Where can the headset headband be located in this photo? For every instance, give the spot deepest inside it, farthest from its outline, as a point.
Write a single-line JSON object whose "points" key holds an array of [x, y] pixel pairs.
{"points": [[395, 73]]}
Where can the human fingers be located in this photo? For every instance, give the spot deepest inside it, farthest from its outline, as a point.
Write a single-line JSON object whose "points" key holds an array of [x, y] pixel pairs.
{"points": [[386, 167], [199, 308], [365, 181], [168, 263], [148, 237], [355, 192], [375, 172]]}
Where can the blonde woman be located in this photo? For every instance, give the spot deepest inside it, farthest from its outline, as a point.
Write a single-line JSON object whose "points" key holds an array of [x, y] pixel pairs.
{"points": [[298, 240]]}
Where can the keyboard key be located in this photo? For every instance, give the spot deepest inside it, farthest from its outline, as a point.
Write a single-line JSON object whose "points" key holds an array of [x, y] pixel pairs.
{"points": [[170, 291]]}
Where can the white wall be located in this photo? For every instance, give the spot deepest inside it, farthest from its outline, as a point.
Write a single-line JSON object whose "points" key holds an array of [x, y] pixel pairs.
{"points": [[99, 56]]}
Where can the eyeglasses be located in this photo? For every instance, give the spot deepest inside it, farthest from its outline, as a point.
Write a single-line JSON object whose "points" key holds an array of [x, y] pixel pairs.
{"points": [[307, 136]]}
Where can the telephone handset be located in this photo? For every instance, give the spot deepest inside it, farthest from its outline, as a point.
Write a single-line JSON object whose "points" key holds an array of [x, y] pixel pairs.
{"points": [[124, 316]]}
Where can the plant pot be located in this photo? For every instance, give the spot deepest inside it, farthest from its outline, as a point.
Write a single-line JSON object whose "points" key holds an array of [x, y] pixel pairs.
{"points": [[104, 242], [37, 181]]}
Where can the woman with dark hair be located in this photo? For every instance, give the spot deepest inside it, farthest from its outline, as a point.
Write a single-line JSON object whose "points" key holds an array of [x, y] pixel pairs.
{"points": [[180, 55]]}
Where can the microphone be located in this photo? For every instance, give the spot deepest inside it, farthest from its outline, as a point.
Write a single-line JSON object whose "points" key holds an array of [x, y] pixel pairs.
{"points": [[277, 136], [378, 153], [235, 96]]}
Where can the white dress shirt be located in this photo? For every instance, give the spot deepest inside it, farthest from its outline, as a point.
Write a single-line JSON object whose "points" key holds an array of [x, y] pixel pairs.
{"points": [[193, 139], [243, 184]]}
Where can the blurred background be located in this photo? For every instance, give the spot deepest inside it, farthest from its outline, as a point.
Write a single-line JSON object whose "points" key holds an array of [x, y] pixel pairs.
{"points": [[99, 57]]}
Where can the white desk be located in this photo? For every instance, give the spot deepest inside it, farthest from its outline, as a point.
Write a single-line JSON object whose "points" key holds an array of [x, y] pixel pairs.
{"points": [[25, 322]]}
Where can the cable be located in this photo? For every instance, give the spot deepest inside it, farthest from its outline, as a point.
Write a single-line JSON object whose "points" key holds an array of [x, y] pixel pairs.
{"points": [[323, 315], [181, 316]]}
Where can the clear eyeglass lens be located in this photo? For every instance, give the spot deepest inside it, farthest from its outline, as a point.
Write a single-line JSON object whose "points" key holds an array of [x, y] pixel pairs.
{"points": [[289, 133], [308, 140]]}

▶ Set task: Rewrite all of the data above with "single-line" swapped for "one-line" at every occurrence, leaving everything else unchanged.

▶ Reply:
Where can the headset headband be located in this photo? For every instance, give the spot deepest inside it, farthest from its outline, as a point.
Write a one-line JSON object whose "points" key holds an array of [x, y] pixel pairs.
{"points": [[395, 73]]}
Where can the human fingers be located in this photo? For every instance, give the spot deepest inside it, farthest from its outline, as a point.
Write a one-line JSON object whose "points" key holds an array of [x, y] pixel pairs.
{"points": [[386, 167], [199, 308], [365, 181], [168, 263], [148, 237], [355, 192], [375, 172]]}
Where can the blonde woman be located in this photo? For every instance, give the spot deepest inside it, farthest from its outline, as a point.
Write a one-line JSON object whose "points" key holds an array of [x, y] pixel pairs.
{"points": [[298, 240]]}
Where can the keyboard key be located in this photo? For every instance, give the spot deepest inside it, farthest from its outline, as a point.
Write a one-line JSON object whose "points" key holds an array of [x, y] pixel pairs.
{"points": [[170, 291]]}
Where can the white wall be located in this photo? For every instance, give the spot deepest inside it, farthest from its outline, as a point.
Write a one-line JSON object whose "points" key holds an array of [x, y] pixel pairs.
{"points": [[99, 56]]}
Where can the eyeglasses be located in this photo? For every instance, give the spot deepest inside it, farthest from its outline, as a point.
Write a one-line JSON object whose "points" key holds an array of [x, y] pixel pairs.
{"points": [[307, 136]]}
Where can the telephone handset be located in this photo? For every instance, give the spot deepest inside it, farthest from its outline, as a point.
Write a one-line JSON object whose "points" key holds an array of [x, y] pixel pairs.
{"points": [[124, 316]]}
Where can the plant pot be located in this photo? For every instance, give the spot deepest inside it, farthest from its outline, as a point.
Write a one-line JSON object whose "points" key holds an array of [x, y] pixel pairs.
{"points": [[104, 242], [37, 181]]}
Where can the woman with dark hair be located in this photo? For every instance, give the spot deepest inside it, farthest from its outline, as a point.
Write a one-line JSON object whose "points" key holds an array of [x, y] pixel pairs.
{"points": [[180, 55]]}
Where can the microphone be located in this photo? For every instance, give the spot deepest inside it, farthest from its outline, as a point.
Write a one-line JSON object whose "points" key holds an array of [x, y] pixel pairs.
{"points": [[277, 136], [378, 153], [235, 96]]}
Where can the white dress shirt be located in this photo? For every instance, give the spot deepest inside it, farthest from its outline, as a point.
Write a one-line JSON object whose "points" key holds an array of [x, y] pixel pairs.
{"points": [[193, 139], [243, 184]]}
Where can the blurred background be located in this photo? For every instance, give the spot deepest inside it, farthest from its outline, as a point.
Write a one-line JSON object whose "points" key holds an array of [x, y] pixel pairs.
{"points": [[99, 57]]}
Where can the white desk be located in this photo? For every instance, give the spot deepest inside it, farthest from its outline, as a point.
Write a one-line JSON object whose "points" key holds an array of [x, y] pixel pairs.
{"points": [[25, 322]]}
Where can the cable be located in this photo? For every instance, give the spot deepest inside it, farthest from its outline, as a point.
Write a one-line JSON object whose "points" key holds an array of [x, y] pixel pairs.
{"points": [[323, 315], [181, 316]]}
Where can the clear eyeglass lens be located in this photo? For every instance, give the spot deepest inside it, farthest from its outline, as a point.
Write a one-line JSON object whose "points" key holds an array of [x, y] pixel pairs.
{"points": [[289, 133], [308, 140]]}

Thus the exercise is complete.